EXERCISE PASSAGE:
Start of Block
Some patients will benefit from oxygen administration. However, this does not eliminate the sleep apnea or prevent some of the other associated concerns. Some patients may not respond to this treatment well. So, the use of oxygen is debated.

Some patients may be asked to avoid sleeping on their back. You may be asked to take steps to prevent this. For example, special pillows can help.

As noted, some sleep apnea cases are caused by obstruction such as too much relaxation in the throat, tongue, uvula, and roof of the mouth. In some cases, these obstructions can be reduced with devices such as CPAP or EPAP machines.

What Pillows Help Sleep Apnea?

If you are struggling with sleep apnea and your doctor recommends that you avoid sleeping on your back, you can invest in an anti-snoring pillow to help. A good pillow will keep you off your back, support side sleep, support the position of your head for optimal air flow, and some pillows can even prevent too much relaxation in your throat muscles, which will alleviate the symptoms of sleep apnea.

One good option is the Nitetronic goodnite™ Anti-Snoring Pillow. This pillow does more than just help with your body position. It also monitors breathing sounds.

The pillow can detect any snoring and will inflate/deflate to gently move your head. This will stimulate the throat muscles and reduce snoring. It also communicates with apps through Bluetooth to provide data on your sleep and help reduce your snoring.

Another good option is the Smart Nora Pillow. Some people may enjoy this option because you can use it with your own pillow. It also communicates with the Pebble device to detect snoring sounds.

The Smart Nora Pillow then inflates and deflates throughout the night to change your head position and reduce snoring. One drawback is this pillow requires more equipment to manage when compared to the Nitetronic.

Another good option are u-shaped pillows. These pillows are great for people who do not usually sleep on your side. The design helps to keep you in a side sleeping position.

The u-shape will support your head and neck while you sleep on your side. The curved part of the pillow helps to reduce weight off your shoulders and neck.
End of Block
EXERCISE 1: In the sleep apnea text, recast the paragraph beginning "If you are struggling with sleep apnea" as a short list of its main points.
EXERCISE 2: Copy the portion of the sleep apnea text starting with "What Pillows Help" and going on through "of sleep apnea.".

(Lines excerpted from a collection)
Start of Block
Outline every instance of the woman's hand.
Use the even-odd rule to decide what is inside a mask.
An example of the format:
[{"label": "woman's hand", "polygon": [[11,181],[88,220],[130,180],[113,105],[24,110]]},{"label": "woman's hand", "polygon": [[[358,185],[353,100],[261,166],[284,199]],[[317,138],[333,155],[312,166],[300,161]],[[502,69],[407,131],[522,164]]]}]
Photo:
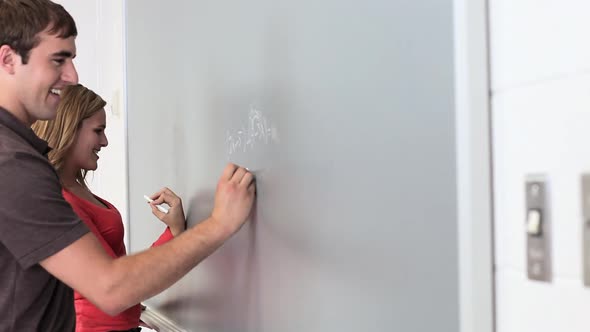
End of Block
EXPECTED ANSWER 1:
- If your doctor recommends that you avoid sleeping on your back, an anti-snoring pillow can help with sleep apnea.
- A good pillow keeps you off your back and supports side sleep.
- It supports your head's position for optimal air flow.
- Some pillows can prevent too much relaxation in the throat muscles, which alleviates sleep apnea symptoms.

EXPECTED ANSWER 2:
What Pillows Help Sleep Apnea?

If you are struggling with sleep apnea and your doctor recommends that you avoid sleeping on your back, you can invest in an anti-snoring pillow to help. A good pillow will keep you off your back, support side sleep, support the position of your head for optimal air flow, and some pillows can even prevent too much relaxation in your throat muscles, which will alleviate the symptoms of sleep apnea.